Work instruction 1
Set down word for word the stretch of the ceremony text from "The fasting usually" through "another four days.".
Work instruction 2
Resume the ceremony text after its last sentence and keep writing in the same manner.
====== Selected excerpt ======
They also drink a medicine referred to as assi, also referred to as the "White Drink." (English traders referred to it as the "Black Drink" due to its dark liquid which froths white when shaken before drinking). This White Drink, known to strangers as Carolina Tea, is a caffeine-laden mixture of seven to fourteen different herbs, the main ingredient being assi-luputski, Creek for "small leaves" of Yaupon Holly. This medicine was intended to help receive purification, as it is a purgative when consumed in mass amounts. (Historically, only men drank enough of the liquid to throw up.) The purgative was consumed to clean the dietary tract of last year's crop and to truly renew oneself for the new year.

== Day three ==
While the second day tends to focus on the women's dance, the third is focused on the men's.

After the purification of the second day, men of the community perform the Feather Dance to heal the community.

The fasting usually ends by supper-time after the word is given by the women that the food is prepared, at which time the men march in single-file formation down to a body of water, typically a flowing creek or river for a ceremonial dip in the water and private men's meeting. They then return to the ceremonial square and perform a single Stomp Dance before retiring to their home camps for a feast. During this time, the participants in the medicine rites are not allowed to sleep, as part of their fast. At midnight a Stomp Dance ceremony is held, which includes feasting and continues on through the night.

== Day four ==
The fourth day has friendship dances at dawn, games, and people later pack up and return home with their feelings of purification and forgiveness. Fasting from alcohol, sexual activity, and open water will continue for another four days.
====== Entries shown ======
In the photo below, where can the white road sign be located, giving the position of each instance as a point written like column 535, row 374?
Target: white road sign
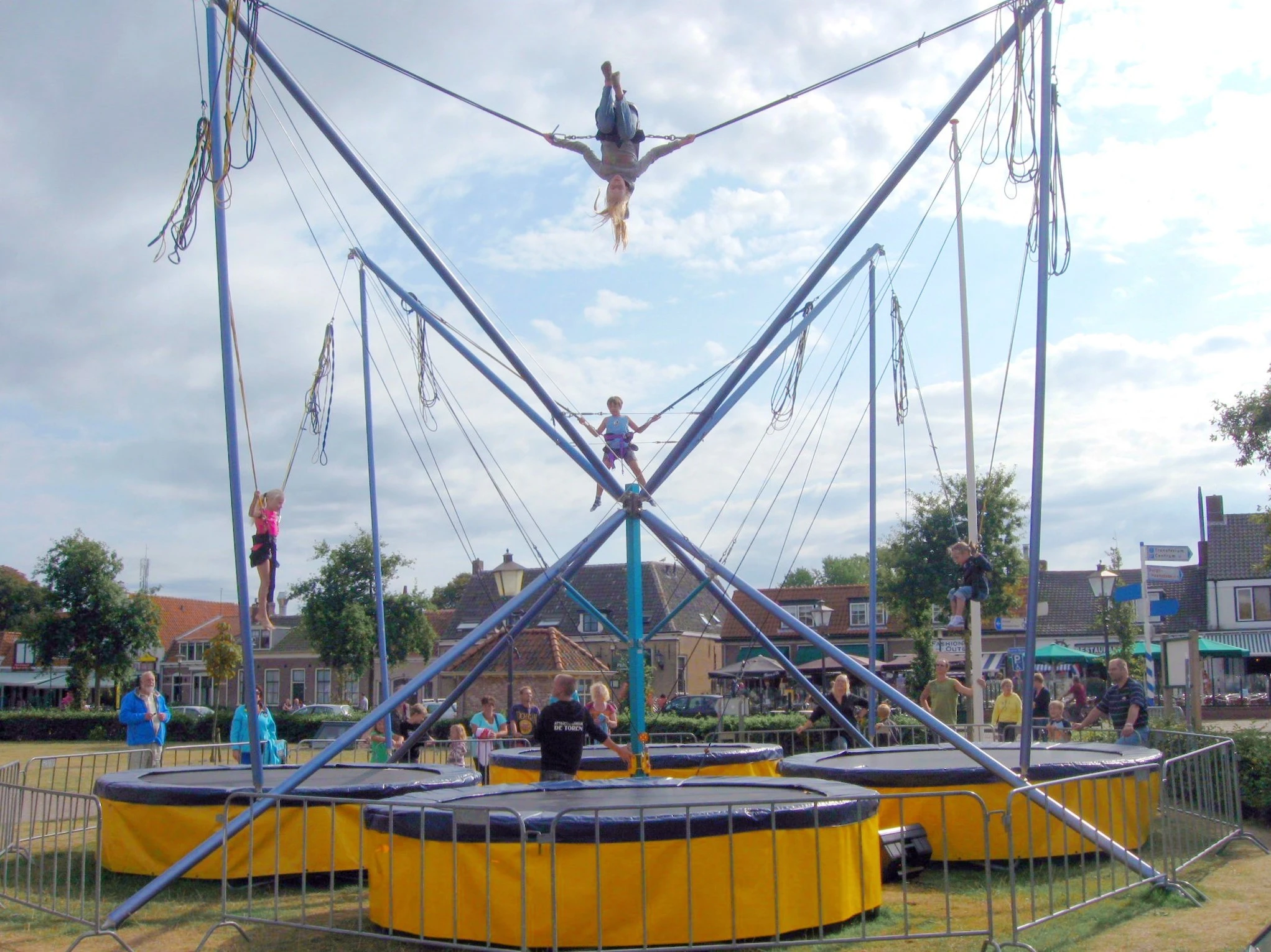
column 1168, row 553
======
====== Entries shown ======
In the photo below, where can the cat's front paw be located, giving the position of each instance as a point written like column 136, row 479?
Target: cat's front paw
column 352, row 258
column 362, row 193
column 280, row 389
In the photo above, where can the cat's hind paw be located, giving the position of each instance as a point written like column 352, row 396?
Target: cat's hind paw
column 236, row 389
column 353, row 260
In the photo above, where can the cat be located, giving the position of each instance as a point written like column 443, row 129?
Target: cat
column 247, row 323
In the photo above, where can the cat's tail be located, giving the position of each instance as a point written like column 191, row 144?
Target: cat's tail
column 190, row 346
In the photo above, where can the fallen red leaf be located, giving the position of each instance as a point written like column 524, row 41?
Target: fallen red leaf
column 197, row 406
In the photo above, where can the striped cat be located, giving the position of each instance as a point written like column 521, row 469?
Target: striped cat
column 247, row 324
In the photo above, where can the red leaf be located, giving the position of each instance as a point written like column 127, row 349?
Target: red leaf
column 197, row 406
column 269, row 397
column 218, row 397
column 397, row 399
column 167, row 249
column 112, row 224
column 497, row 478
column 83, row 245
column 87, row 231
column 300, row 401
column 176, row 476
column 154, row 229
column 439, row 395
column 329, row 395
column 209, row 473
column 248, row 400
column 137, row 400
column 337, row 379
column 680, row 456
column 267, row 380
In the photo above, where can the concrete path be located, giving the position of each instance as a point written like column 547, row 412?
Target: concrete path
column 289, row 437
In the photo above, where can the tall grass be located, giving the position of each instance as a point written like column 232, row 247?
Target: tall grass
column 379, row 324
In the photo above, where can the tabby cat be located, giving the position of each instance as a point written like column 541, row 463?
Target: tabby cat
======
====== Entries shown ======
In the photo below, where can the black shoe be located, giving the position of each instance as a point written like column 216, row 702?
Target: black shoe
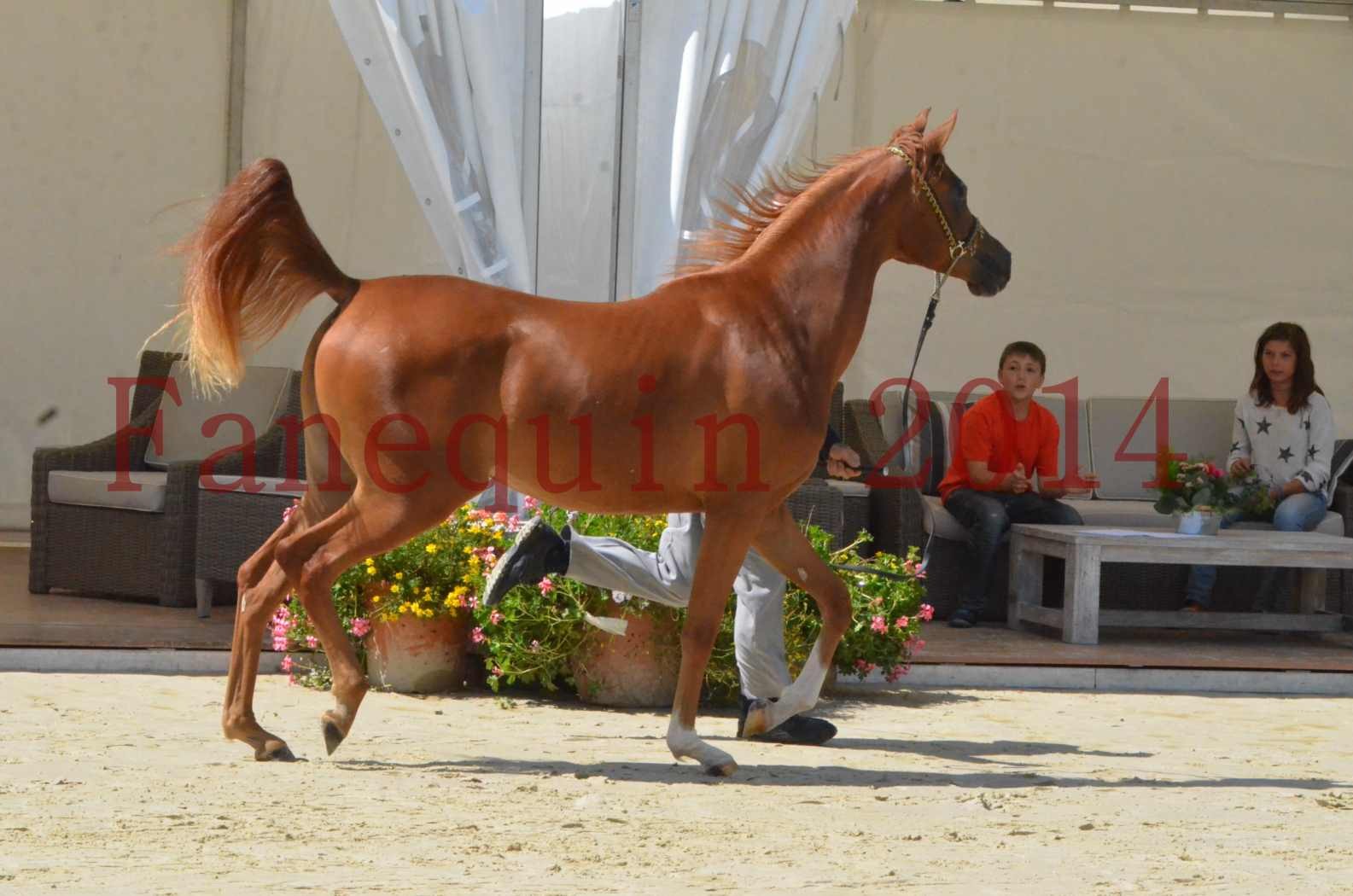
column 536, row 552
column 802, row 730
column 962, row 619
======
Answer space 1
The fasting usually ends by supper-time after the word is given by the women that the food is prepared, at which time the men march in single-file formation down to a body of water, typically a flowing creek or river for a ceremonial dip in the water and private men's meeting. They then return to the ceremonial square and perform a single Stomp Dance before retiring to their home camps for a feast. During this time, the participants in the medicine rites are not allowed to sleep, as part of their fast. At midnight a Stomp Dance ceremony is held, which includes feasting and continues on through the night.

== Day four ==
The fourth day has friendship dances at dawn, games, and people later pack up and return home with their feelings of purification and forgiveness. Fasting from alcohol, sexual activity, and open water will continue for another four days.

Answer space 2
== Symbolism ==
Puskita, commonly referred to as the "Green Corn Ceremony" or "Busk," is the central and most festive holiday of the traditional Muscogee people. It represents not only the renewal of the annual cycle, but of the spirit and traditions of the Muscogee. This is representative of the return of summer, the ripening of the new corn, and the common Native American traditions of environmental and agricultural renewal.

Historically in the Seminole tribe, 12-year-old boys are declared men at the Green Corn Ceremony, and given new names by the chief as a mark of their maturity.

== Tribal participation ==
Several tribes still participate in these ceremonies each year, but tribes who have historic tradition within the ceremony include the Yuchi, Haudenosaunee, Cherokee, Creek, Choctaw, Natchez, Chickasaw, Shawnee, Miccosukee, Alabama, Hitchiti, Coushatta, Taskigi and Seminole tribes. Each of those tribes may have its own variations of celebration, dances and traditions but performs a new year's ceremony, involving fasting and several other comparisons each year.